Copy out only those lines running from the line with "Where can you see the shrub" to the end of the listing, keeping each one exactly as it is.

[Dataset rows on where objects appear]
[Start]
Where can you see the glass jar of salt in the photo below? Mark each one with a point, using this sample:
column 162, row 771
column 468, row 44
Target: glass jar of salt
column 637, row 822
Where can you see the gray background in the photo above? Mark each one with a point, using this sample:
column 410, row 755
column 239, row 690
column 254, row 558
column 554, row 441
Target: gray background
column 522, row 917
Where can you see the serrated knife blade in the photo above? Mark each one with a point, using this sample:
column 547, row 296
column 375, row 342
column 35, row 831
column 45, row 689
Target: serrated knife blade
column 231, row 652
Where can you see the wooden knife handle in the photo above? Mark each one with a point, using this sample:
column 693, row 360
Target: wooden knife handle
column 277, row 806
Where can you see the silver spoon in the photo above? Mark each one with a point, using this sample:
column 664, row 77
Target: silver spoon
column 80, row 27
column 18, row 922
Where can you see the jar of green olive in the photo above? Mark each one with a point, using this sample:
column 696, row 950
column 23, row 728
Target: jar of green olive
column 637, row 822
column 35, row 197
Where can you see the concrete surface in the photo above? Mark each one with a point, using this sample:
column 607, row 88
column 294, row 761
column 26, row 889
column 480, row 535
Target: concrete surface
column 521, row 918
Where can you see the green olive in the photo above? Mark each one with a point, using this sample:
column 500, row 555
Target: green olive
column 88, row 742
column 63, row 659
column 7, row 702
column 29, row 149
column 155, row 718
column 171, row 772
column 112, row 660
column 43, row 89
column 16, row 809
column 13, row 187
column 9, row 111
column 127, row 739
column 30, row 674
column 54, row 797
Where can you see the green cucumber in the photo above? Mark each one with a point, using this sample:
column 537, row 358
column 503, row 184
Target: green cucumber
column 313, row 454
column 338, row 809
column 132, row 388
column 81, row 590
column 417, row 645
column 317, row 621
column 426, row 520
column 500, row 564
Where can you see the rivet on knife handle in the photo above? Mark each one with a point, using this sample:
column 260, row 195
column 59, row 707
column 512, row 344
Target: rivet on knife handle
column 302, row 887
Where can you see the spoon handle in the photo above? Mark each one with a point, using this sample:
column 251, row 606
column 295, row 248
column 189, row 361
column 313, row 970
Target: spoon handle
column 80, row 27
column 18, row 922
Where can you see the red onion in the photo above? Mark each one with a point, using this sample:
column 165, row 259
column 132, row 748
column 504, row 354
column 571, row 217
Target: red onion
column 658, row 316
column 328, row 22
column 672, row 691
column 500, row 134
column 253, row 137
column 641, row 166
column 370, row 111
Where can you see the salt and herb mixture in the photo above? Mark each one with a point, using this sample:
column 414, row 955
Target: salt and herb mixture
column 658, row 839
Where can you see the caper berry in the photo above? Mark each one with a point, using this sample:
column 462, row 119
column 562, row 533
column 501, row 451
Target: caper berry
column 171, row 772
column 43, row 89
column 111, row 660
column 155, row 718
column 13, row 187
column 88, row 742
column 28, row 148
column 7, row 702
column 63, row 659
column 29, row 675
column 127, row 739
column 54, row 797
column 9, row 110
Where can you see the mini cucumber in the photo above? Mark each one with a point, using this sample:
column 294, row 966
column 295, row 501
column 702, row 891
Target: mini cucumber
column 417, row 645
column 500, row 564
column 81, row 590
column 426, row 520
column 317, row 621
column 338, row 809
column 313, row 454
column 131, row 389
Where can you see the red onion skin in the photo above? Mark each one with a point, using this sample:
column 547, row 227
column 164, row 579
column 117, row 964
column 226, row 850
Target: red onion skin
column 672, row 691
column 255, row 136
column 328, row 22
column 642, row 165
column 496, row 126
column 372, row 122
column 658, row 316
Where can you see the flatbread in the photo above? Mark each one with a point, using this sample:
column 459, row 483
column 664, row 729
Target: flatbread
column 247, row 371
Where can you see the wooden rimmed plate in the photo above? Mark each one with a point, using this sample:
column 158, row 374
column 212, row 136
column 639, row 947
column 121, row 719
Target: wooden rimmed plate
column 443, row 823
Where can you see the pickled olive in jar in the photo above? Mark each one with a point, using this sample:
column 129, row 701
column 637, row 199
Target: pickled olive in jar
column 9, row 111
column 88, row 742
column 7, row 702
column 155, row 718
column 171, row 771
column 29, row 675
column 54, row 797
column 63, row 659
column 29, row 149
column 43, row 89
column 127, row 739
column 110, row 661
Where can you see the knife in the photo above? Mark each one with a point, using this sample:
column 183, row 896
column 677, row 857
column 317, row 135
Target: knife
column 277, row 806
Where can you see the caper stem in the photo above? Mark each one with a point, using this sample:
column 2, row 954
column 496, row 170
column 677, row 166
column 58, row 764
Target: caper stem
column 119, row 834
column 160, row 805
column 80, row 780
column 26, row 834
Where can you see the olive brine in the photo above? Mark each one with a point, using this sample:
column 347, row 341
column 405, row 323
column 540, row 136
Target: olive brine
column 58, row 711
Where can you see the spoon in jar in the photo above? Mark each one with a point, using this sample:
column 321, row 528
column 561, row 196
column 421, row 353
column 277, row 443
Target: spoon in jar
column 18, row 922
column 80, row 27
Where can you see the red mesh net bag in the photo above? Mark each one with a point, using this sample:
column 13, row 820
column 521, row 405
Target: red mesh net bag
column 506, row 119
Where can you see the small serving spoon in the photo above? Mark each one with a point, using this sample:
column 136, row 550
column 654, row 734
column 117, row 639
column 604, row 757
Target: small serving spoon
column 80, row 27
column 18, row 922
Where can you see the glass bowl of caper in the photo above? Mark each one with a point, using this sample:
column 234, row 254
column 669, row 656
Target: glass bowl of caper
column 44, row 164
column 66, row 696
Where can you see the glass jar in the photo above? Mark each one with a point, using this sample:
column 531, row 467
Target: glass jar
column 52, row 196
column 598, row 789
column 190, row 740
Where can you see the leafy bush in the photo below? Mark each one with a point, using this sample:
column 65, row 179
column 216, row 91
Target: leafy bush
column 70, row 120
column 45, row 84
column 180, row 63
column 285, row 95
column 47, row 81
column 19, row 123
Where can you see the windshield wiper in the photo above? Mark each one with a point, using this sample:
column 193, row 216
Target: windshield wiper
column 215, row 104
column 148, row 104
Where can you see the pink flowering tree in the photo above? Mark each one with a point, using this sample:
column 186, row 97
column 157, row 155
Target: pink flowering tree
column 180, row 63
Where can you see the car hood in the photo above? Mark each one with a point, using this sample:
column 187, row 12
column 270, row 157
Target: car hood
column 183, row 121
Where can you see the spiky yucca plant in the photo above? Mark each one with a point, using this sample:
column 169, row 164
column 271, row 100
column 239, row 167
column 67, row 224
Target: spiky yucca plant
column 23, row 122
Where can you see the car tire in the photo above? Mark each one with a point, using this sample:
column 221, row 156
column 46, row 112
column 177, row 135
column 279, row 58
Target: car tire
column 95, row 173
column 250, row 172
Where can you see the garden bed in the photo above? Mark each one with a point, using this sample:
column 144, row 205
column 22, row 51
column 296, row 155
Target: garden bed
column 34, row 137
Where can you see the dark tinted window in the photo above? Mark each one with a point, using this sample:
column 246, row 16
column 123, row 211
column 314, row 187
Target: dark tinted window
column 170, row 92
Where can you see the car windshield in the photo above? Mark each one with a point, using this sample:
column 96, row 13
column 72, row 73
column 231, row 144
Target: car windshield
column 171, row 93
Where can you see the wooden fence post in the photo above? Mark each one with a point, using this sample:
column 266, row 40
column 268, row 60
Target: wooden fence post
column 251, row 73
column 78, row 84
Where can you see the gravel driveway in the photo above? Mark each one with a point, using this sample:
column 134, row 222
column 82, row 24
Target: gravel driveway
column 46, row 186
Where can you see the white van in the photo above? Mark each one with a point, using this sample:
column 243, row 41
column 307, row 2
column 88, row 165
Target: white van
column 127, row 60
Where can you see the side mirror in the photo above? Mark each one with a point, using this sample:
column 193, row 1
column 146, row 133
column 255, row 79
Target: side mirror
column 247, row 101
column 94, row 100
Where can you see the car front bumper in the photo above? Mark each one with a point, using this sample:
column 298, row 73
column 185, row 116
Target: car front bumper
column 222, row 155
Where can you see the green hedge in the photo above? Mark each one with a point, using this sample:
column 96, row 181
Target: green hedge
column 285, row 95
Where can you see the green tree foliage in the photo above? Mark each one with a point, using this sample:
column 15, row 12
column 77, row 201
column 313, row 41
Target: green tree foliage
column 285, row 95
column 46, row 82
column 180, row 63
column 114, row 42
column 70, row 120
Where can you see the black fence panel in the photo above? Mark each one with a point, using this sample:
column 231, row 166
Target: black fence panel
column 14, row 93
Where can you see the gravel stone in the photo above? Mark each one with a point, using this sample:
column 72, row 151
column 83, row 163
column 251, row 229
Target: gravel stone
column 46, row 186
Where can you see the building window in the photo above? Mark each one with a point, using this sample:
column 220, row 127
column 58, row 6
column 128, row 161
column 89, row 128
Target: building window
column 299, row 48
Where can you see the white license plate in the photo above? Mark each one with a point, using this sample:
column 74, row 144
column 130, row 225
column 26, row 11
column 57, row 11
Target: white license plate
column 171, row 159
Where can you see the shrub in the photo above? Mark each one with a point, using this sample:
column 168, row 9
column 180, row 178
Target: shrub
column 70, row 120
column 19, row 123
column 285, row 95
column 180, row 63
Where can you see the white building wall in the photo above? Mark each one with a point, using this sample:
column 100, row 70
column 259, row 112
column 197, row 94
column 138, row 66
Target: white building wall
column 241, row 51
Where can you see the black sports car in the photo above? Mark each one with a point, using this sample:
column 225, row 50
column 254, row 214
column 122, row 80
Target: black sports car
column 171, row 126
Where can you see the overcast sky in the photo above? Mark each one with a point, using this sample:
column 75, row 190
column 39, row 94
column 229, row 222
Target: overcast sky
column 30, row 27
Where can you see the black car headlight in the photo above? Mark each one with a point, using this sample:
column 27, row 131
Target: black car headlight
[End]
**THE RESPONSE:**
Where can you see the shrub in the photo above? Mark each one with a point, using this sample:
column 168, row 9
column 180, row 178
Target: shrub
column 70, row 120
column 19, row 123
column 285, row 95
column 180, row 63
Where can you see the white building wall in the photo above? Mark each one with a point, using this sample:
column 100, row 70
column 259, row 112
column 197, row 94
column 138, row 66
Target: white building wall
column 241, row 51
Where can you see the black sports car in the photo above? Mark each one with a point, using this sample:
column 225, row 50
column 254, row 214
column 122, row 80
Target: black sports car
column 171, row 126
Where can you see the overcast sky in the photo above? Mark each one with a point, using this sample:
column 75, row 190
column 39, row 94
column 229, row 222
Target: overcast sky
column 30, row 27
Where can you see the black car headlight in the photo above? Mark each one with a point, using this sample:
column 27, row 131
Target: black car headlight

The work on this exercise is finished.